Extracted data >>
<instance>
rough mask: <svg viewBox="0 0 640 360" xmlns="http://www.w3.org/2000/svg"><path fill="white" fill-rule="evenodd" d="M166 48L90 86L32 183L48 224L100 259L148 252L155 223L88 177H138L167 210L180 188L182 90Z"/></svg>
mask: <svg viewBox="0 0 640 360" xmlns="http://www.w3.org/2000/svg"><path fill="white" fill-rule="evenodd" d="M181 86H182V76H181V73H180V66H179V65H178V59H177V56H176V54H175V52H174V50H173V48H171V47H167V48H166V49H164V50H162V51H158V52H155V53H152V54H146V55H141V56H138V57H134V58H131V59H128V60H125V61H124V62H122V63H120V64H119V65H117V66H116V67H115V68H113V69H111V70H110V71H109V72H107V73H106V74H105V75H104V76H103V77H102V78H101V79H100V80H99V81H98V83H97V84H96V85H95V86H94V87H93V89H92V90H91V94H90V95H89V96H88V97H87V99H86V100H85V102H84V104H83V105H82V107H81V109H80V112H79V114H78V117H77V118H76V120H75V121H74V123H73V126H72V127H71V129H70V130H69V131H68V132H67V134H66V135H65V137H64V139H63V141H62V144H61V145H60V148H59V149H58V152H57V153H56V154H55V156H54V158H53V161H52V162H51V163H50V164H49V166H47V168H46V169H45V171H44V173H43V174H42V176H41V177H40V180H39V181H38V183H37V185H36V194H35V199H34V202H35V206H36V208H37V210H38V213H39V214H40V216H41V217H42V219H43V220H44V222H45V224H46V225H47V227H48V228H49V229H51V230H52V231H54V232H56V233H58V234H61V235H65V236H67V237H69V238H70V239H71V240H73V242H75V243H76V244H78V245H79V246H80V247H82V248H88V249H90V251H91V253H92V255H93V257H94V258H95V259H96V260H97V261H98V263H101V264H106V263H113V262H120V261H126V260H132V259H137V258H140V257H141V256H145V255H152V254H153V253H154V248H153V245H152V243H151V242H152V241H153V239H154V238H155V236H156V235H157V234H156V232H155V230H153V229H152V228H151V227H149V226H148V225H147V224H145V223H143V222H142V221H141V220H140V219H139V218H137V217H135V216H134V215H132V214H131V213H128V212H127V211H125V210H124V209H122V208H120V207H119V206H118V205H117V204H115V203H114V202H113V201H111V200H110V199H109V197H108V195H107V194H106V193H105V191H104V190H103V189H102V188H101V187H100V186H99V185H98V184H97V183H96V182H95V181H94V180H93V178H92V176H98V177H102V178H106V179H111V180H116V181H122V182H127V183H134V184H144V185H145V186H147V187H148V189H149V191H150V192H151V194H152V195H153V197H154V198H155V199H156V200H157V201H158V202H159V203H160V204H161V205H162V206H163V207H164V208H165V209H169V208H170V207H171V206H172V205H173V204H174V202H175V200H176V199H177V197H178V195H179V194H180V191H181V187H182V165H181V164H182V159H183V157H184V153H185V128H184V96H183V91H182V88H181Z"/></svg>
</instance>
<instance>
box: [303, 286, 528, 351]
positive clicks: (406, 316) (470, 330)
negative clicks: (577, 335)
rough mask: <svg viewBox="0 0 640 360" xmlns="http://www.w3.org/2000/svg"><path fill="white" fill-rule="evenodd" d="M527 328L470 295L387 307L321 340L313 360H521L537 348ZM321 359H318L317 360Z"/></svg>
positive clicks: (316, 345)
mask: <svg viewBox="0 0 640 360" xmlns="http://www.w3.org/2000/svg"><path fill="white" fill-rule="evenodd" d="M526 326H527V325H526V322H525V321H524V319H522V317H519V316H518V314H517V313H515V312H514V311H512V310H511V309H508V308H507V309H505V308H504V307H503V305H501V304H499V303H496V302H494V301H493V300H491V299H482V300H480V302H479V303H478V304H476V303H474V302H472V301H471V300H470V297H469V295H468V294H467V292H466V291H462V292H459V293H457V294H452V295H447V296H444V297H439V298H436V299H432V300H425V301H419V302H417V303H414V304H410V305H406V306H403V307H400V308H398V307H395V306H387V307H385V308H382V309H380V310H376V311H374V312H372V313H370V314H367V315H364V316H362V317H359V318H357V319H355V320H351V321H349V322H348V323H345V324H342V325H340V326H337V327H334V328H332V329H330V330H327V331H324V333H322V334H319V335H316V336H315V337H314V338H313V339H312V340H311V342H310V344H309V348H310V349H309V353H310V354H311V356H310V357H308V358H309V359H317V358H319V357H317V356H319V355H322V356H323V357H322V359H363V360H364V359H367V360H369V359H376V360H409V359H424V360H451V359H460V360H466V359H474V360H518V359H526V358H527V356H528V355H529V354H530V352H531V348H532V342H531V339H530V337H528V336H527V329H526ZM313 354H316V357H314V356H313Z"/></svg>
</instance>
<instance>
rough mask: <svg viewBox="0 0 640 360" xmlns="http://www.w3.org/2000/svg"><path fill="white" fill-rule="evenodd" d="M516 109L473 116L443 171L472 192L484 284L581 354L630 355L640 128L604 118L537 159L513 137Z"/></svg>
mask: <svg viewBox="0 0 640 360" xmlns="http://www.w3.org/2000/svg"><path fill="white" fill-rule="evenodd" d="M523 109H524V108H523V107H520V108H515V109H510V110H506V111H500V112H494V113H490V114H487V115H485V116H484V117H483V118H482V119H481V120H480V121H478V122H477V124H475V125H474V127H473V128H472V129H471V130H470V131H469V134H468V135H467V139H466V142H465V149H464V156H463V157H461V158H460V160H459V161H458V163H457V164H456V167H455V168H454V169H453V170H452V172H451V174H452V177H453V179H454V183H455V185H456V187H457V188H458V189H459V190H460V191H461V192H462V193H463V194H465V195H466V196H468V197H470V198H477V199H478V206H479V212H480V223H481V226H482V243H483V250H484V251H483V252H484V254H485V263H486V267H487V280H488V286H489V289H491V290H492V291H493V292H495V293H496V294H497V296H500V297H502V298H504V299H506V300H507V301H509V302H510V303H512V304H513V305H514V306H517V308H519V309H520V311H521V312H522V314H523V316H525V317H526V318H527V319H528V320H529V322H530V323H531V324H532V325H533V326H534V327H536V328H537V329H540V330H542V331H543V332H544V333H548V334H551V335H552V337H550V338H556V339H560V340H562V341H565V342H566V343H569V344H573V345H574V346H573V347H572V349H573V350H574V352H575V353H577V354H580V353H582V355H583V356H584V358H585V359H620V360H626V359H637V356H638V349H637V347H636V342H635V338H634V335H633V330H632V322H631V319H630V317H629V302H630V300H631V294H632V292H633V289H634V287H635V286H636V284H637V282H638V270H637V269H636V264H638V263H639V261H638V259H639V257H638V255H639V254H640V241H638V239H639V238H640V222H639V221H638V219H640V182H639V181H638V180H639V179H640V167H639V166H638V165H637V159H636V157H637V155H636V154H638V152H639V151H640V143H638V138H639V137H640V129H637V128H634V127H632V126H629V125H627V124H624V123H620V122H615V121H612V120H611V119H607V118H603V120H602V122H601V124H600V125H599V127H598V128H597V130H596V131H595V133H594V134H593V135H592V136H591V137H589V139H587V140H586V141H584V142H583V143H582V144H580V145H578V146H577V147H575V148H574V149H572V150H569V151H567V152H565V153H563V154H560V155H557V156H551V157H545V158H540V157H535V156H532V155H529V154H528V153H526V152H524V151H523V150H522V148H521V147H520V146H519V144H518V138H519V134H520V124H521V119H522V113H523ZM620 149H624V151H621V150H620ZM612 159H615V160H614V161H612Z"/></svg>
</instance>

About this task >> Rewrite all of the lines above, putting "coarse mask" wherever "rough mask" appears and leaving everything else unchanged.

Output of the exercise >>
<instance>
coarse mask: <svg viewBox="0 0 640 360" xmlns="http://www.w3.org/2000/svg"><path fill="white" fill-rule="evenodd" d="M166 48L90 86L32 183L48 224L100 259L148 252L155 223L88 177H138L167 210L180 188L182 90Z"/></svg>
mask: <svg viewBox="0 0 640 360" xmlns="http://www.w3.org/2000/svg"><path fill="white" fill-rule="evenodd" d="M181 86H182V76H181V73H180V66H179V65H178V59H177V56H176V54H175V52H174V50H173V48H171V47H167V48H166V49H164V50H162V51H158V52H155V53H152V54H146V55H141V56H138V57H134V58H131V59H128V60H125V61H124V62H122V63H120V64H119V65H117V66H116V67H115V68H113V69H111V70H110V71H109V72H107V73H106V74H105V75H104V76H103V77H102V78H101V79H100V80H99V81H98V83H97V84H96V85H95V86H94V87H93V89H92V90H91V94H90V95H89V96H88V97H87V99H86V100H85V102H84V104H83V105H82V107H81V109H80V112H79V114H78V117H77V118H76V120H75V121H74V123H73V126H72V127H71V129H70V130H69V131H68V132H67V134H66V135H65V137H64V139H63V141H62V144H61V145H60V148H59V149H58V152H57V153H56V154H55V156H54V158H53V161H52V162H51V163H50V164H49V166H47V168H46V169H45V171H44V173H43V174H42V176H41V177H40V180H39V181H38V183H37V185H36V194H35V199H34V202H35V206H36V208H37V210H38V213H39V214H40V216H41V217H42V219H43V220H44V222H45V224H46V225H47V227H48V228H49V229H51V230H52V231H54V232H56V233H58V234H61V235H65V236H67V237H69V238H70V239H71V240H73V242H75V243H76V244H78V245H79V246H80V247H82V248H88V249H90V251H91V253H92V255H93V257H94V258H95V259H96V260H97V261H98V263H101V264H106V263H113V262H120V261H126V260H132V259H137V258H140V257H141V256H145V255H152V254H153V253H154V248H153V245H152V243H151V242H152V241H153V239H154V238H155V236H156V235H157V234H156V232H155V230H153V229H152V228H151V227H149V226H148V225H147V224H145V223H143V222H142V221H141V220H140V219H139V218H137V217H135V216H134V215H132V214H131V213H128V212H127V211H125V210H124V209H122V208H120V207H119V206H118V205H117V204H115V203H114V202H113V201H111V200H110V199H109V197H108V195H107V194H106V193H105V191H104V190H103V189H102V188H101V187H100V186H99V185H98V184H97V183H96V182H95V181H94V180H93V178H92V176H98V177H102V178H106V179H111V180H116V181H122V182H127V183H134V184H144V185H145V186H147V187H148V189H149V191H150V192H151V194H152V195H153V197H154V198H155V199H156V200H157V201H158V202H159V203H160V204H161V205H162V206H163V207H164V208H165V209H169V208H170V207H171V206H172V205H173V204H174V202H175V200H176V199H177V197H178V195H179V194H180V191H181V187H182V165H181V164H182V159H183V157H184V153H185V128H184V96H183V91H182V88H181Z"/></svg>
</instance>
<instance>
box: [303, 286, 528, 351]
positive clicks: (406, 316) (470, 330)
negative clicks: (577, 335)
coarse mask: <svg viewBox="0 0 640 360" xmlns="http://www.w3.org/2000/svg"><path fill="white" fill-rule="evenodd" d="M527 328L470 295L387 307L321 340L313 360H521L537 348ZM321 359H318L317 360Z"/></svg>
positive clicks: (316, 345)
mask: <svg viewBox="0 0 640 360" xmlns="http://www.w3.org/2000/svg"><path fill="white" fill-rule="evenodd" d="M526 326H527V325H526V322H525V321H524V319H522V317H519V316H518V314H517V313H515V312H514V311H512V310H511V309H508V308H507V309H505V308H504V307H503V305H501V304H499V303H496V302H494V301H493V300H491V299H482V300H480V302H479V303H478V304H476V303H474V302H472V301H471V300H470V297H469V295H468V294H467V292H466V291H462V292H459V293H457V294H452V295H447V296H444V297H439V298H436V299H432V300H425V301H419V302H417V303H414V304H410V305H406V306H403V307H400V308H398V307H395V306H387V307H385V308H382V309H380V310H376V311H374V312H372V313H370V314H367V315H364V316H362V317H359V318H357V319H355V320H351V321H349V322H348V323H345V324H342V325H340V326H337V327H334V328H332V329H330V330H327V331H324V333H322V334H319V335H316V336H315V337H314V338H313V339H312V340H311V342H310V344H309V348H310V349H309V353H310V354H311V356H310V357H308V358H309V359H317V358H319V357H317V356H319V355H322V356H323V357H322V359H363V360H364V359H367V360H369V359H376V360H409V359H424V360H451V359H460V360H466V359H474V360H518V359H526V358H527V356H528V355H529V354H530V352H531V348H532V342H531V339H530V337H528V336H527V329H526ZM313 354H316V357H314V356H313Z"/></svg>
</instance>
<instance>
coarse mask: <svg viewBox="0 0 640 360" xmlns="http://www.w3.org/2000/svg"><path fill="white" fill-rule="evenodd" d="M516 109L473 116L443 171L472 192L484 284L581 354L630 355L640 128L604 118L537 159L513 137Z"/></svg>
mask: <svg viewBox="0 0 640 360" xmlns="http://www.w3.org/2000/svg"><path fill="white" fill-rule="evenodd" d="M523 109H524V108H523V107H520V108H515V109H510V110H506V111H500V112H494V113H490V114H487V115H485V116H484V117H483V118H482V119H481V120H480V121H478V122H477V124H475V125H474V127H473V128H472V129H471V130H470V131H469V134H468V135H467V139H466V142H465V149H464V156H463V157H461V158H460V160H459V161H458V163H457V164H456V167H455V168H454V169H453V170H452V172H451V174H452V177H453V179H454V183H455V185H456V187H457V188H458V189H459V190H460V191H461V192H462V193H463V194H465V195H466V196H468V197H470V198H477V199H478V206H479V212H480V223H481V226H482V243H483V250H484V251H483V252H484V254H485V263H486V267H487V280H488V286H489V289H491V290H492V291H493V292H495V293H496V294H497V296H500V297H502V298H504V299H506V300H507V301H509V302H510V303H512V304H513V305H514V306H517V308H519V309H520V311H521V312H522V314H523V316H525V317H526V318H527V319H528V320H529V322H530V323H531V324H532V325H533V326H534V327H536V328H537V329H540V330H542V331H543V332H544V333H548V334H551V335H552V337H550V338H556V339H560V340H562V341H565V342H566V343H569V344H573V345H574V346H573V347H572V349H573V350H574V352H575V353H577V354H580V353H582V355H583V356H584V358H585V359H620V360H626V359H637V356H638V349H637V347H636V342H635V338H634V335H633V330H632V322H631V319H630V317H629V302H630V300H631V294H632V292H633V289H634V287H635V286H636V284H637V282H638V270H637V269H636V264H638V263H639V261H638V259H639V257H638V255H639V254H640V241H638V239H639V238H640V222H639V221H638V219H640V182H639V181H638V180H639V179H640V167H639V166H638V165H637V159H636V157H637V155H636V154H638V152H639V151H640V143H638V138H639V137H640V129H637V128H634V127H632V126H629V125H627V124H624V123H620V122H615V121H612V120H611V119H607V118H603V120H602V122H601V124H600V125H599V127H598V128H597V130H596V131H595V133H594V134H593V135H592V136H591V137H589V139H587V140H586V141H584V142H583V143H582V144H580V145H578V146H577V147H575V148H574V149H572V150H569V151H567V152H565V153H563V154H560V155H557V156H551V157H545V158H540V157H535V156H532V155H529V154H528V153H526V152H524V151H523V150H522V148H521V147H520V146H519V144H518V138H519V134H520V124H521V119H522V113H523ZM620 149H624V151H621V150H620ZM612 159H615V160H614V161H612Z"/></svg>
</instance>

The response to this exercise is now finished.